**Supplied passage:**
Anyone have a configuration.nix setup to make systemd monitor `zpool status` and output an alert if errors are found?

bgibson · January 14, 2022, 4:23am

Is anyone using systemd to monitor their zpool status and alert if an error is found? Currently I just manually check zpool status from time to time, but I’d like to automate that.

peterhoeg · January 14, 2022, 6:01am

I can highly recommend prometheus. The prometheus-node-exporter will be able to let you know if there is an issue with any filesystem (IMHO, you want to know if there is a filesystem error of any kind - whether or not it’s zfs doesn’t really matter) in addition to providing specific zfs metrics.

nixinator · January 14, 2022, 5:42pm

you got a Nixos configuration you wish to share for this…

bgibson · January 14, 2022, 9:03pm

Thanks, I’m checking it out, but this is just for my desktop workstation, so Prometheus may be overkill for that. The only filesystem I have on my workstation is ZFS, plus FAT32 for the EFI boot sector. All my important data is on ZFS so that’s primarily what I’m concerned about.

M12 · January 15, 2022, 1:01pm

I would go for an easier way, create a simple shell script, that does zpool status, redirect the output to a file, grep the file for an error, and if so, send an e-mail

And use cron to do that at certain intervals… https://search.nixos.org/options?channel=21.11&show=services.cron.enable&from=0&size=50&sort=relevance&type=packages&query=cron

Yes,I am older

bgibson · January 15, 2022, 11:37pm

Is it possible to configure all that in configuration.nix? I like keeping all this stuff there so it’s automatic on rebuilds and new installations.

**Data excerpts:**
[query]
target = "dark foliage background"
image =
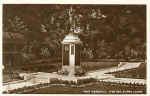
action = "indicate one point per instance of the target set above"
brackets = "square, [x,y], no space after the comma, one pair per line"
[107,31]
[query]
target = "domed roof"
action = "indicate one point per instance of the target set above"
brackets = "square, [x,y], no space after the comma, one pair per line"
[71,38]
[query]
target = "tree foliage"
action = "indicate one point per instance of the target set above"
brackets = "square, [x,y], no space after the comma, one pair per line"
[107,31]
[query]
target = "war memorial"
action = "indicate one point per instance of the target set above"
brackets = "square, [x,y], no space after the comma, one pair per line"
[60,49]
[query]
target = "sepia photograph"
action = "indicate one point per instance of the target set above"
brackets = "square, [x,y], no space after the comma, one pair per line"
[74,49]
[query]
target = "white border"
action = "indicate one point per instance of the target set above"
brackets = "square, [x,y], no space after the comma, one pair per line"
[126,2]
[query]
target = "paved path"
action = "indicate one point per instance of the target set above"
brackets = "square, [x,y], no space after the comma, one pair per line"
[42,77]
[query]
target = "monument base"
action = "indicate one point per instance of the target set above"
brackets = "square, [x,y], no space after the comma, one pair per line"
[71,71]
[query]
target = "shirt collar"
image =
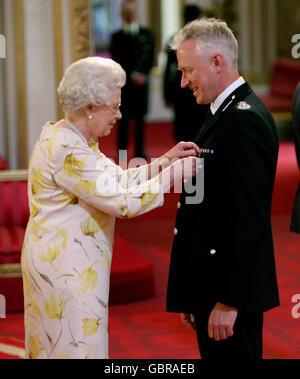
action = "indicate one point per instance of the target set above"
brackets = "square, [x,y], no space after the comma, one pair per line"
[223,96]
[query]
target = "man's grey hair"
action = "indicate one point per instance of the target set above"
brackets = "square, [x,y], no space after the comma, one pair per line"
[211,34]
[90,81]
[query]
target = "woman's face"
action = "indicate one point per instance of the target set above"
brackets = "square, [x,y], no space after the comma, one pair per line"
[106,116]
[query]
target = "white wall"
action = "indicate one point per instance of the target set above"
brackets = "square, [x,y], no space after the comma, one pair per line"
[40,67]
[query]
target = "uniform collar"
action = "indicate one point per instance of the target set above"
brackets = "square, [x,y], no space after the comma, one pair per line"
[131,28]
[232,100]
[225,94]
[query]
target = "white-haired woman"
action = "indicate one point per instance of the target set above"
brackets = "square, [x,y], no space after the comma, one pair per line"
[75,194]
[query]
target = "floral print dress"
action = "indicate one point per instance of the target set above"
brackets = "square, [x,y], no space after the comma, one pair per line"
[75,194]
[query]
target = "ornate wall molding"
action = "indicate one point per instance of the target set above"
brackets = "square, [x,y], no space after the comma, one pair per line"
[81,29]
[21,83]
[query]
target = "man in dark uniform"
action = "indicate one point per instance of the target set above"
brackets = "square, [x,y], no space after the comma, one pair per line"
[222,274]
[188,115]
[133,48]
[296,121]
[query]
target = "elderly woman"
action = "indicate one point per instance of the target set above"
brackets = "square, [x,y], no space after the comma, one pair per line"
[75,194]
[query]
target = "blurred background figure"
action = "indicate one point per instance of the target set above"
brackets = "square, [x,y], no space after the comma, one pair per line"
[133,48]
[188,115]
[296,122]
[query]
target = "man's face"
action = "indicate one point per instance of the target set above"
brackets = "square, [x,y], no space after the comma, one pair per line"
[129,13]
[199,72]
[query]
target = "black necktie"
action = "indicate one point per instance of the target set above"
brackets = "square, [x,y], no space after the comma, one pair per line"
[208,116]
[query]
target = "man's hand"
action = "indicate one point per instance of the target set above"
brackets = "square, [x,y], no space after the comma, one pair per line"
[188,320]
[221,322]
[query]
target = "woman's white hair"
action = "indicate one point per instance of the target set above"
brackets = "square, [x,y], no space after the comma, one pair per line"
[211,34]
[90,81]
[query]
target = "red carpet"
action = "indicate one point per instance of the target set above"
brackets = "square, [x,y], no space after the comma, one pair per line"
[143,329]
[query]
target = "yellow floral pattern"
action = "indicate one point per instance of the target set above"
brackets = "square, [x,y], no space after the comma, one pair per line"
[67,251]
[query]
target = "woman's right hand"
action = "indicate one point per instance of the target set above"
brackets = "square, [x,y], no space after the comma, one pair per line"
[181,170]
[186,168]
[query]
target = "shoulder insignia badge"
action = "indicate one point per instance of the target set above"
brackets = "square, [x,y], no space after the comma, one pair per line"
[243,106]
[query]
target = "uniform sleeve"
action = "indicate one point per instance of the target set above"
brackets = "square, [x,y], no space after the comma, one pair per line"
[248,169]
[89,177]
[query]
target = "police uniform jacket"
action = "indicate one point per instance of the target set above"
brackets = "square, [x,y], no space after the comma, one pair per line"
[223,247]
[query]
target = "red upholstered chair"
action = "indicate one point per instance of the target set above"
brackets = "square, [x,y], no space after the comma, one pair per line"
[14,214]
[3,164]
[284,80]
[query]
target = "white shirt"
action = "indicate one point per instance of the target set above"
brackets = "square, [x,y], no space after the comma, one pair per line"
[221,98]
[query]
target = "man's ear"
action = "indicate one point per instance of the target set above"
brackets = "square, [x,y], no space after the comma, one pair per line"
[218,62]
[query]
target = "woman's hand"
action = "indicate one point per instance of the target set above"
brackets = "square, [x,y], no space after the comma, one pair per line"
[183,150]
[186,168]
[181,170]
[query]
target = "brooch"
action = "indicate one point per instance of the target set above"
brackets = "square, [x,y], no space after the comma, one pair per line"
[243,106]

**Requests:**
A – Answer these questions from the zpool monitoring thread.
(i) Which exporter does peterhoeg say can report a problem with any filesystem?
(ii) Besides ZFS, what filesystem does bgibson have on the workstation, and what is it for?
(iii) What does M12 propose for running the shell script at certain intervals?
B – In the zpool monitoring thread, why does bgibson want the monitoring set up in configuration.nix?
C – Reproduce the zpool monitoring thread from "bgibson · January 14, 2022, 4:23am" to "to automate that.".
Answer using only the zpool monitoring thread, not the items.

**Full answers:**
A –
(i) The prometheus-node-exporter.
(ii) FAT32, for the EFI boot sector.
(iii) Cron.

B – bgibson likes keeping this kind of setup in configuration.nix so that it is applied automatically on rebuilds and new installations.

C –
bgibson · January 14, 2022, 4:23am

Is anyone using systemd to monitor their zpool status and alert if an error is found? Currently I just manually check zpool status from time to time, but I’d like to automate that.